§ TASKS AND EXERCISES:
• 1. Translate this sentence from the passage about Millie into Spanish: "There is nothing quiet, gentle or easy about Amelia."
• 2. From the passage about Millie, reproduce word for word the part that opens with the words containing "I didn’t know" and closes with "NINJAGO sticker collection.".
• 3. Please pick up the passage about Millie where it stops and keep writing.

§ PASSAGE GIVEN:
◆ ◆ ◆ ◆

Millie turns two years old tomorrow. From the moment she arrived, she has been the life of our party.
When we knew that Millie was going to be a Millie, the well-meaning advice from others began to roll in. The general consensus from parents of daughters was that girls are so much easier than boys. At the beginning at least, they said. Sure, they may be a bit more dramatic but they’re not as rough and tumble as boys. They are gentler. Quieter even. More studious.
I’m not quite sure where those moms and dads got their model of baby girl but ours arrived with a different set of attributes. There is nothing quiet, gentle or easy about Amelia.
Millie is full of fun, full of joy, full of laughter but totally, completely mischievous. She is the reason that, after having two kids already, we finally had to baby-proof the kitchen cabinets. The half-bathroom cabinets as well. Actually, all of the cabinets. We had to baby-proof everything and then install a gate at the bottom of the stairs as a stop gap measure.
I didn’t know that kids came this way. The boys were always so full-on entranced by their toys, that deviating to off-limit items never really was a consideration. Why play with Tupperware or mom’s fine china when I could be destroying this tower of blocks with this giant bulldozer? Or, they simply obeyed when we told them “NO.”
Millie has no time for our admonitions. She has no time for “NO.” She’s way too busy throwing my serving platters and cutlery in the garbage can. Or, figuring out just how cat-like our reflexes are by unlocking the side door and racing down the driveway. Or, seeing what happens when you cover every inch of your limbs with your brother’s NINJAGO sticker collection.
And, she is so much more curious than the boys ever were as toddlers. Because Millie finds sleeping to be a giant waste of time, she plays in her crib at nap time instead of sensibly resting. Since I try not to let anything interfere with what I consider to be the Holy Hours of mid-day alone time, I generally let her goof around instead of enforcing sleep.

◆ ◆ ◆ ◆

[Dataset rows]

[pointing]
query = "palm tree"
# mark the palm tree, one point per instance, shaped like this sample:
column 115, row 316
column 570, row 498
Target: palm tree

◆ ◆ ◆ ◆

§ TASK-BY-TASK RESULTS:
• 1. No hay nada tranquilo, dulce ni fácil en Amelia.

• 2.
I didn’t know that kids came this way. The boys were always so full-on entranced by their toys, that deviating to off-limit items never really was a consideration. Why play with Tupperware or mom’s fine china when I could be destroying this tower of blocks with this giant bulldozer? Or, they simply obeyed when we told them “NO.”
Millie has no time for our admonitions. She has no time for “NO.” She’s way too busy throwing my serving platters and cutlery in the garbage can. Or, figuring out just how cat-like our reflexes are by unlocking the side door and racing down the driveway. Or, seeing what happens when you cover every inch of your limbs with your brother’s NINJAGO sticker collection.

• 3.
But, when you have a curious child and you confine her and she gets bored, turns out she’ll play with whatever is around. I walked in one horrific afternoon to find she had removed her clothing, removed her diaper, pooped in her crib and then… well, I can’t go into further detail. I will say that a part of my soul died that very minute. I froze in place completely unsure of what my next move should be. There was poop everywhere. Where do you begin? The kid? The sheets? The books? The stuffed animals? Will my neighbors hear my muffled screaming through the open window?
Aware of her penchant for disrobing, we had wanted to promote her to her big girl bed thinking the new setting would stop all of the stripping but in a rare show of fear, it appears Millie is terrified of a larger sleeping space. We’ve tried tucking her in to the covers ever so gently, reading stories to ease the transition and even sleeping with her but she gets, oddly, as stiff as a board. She freezes in place. As if the twin mattress has rendered her paralyzed. It’s kind of hilarious actually. Until she starts crying.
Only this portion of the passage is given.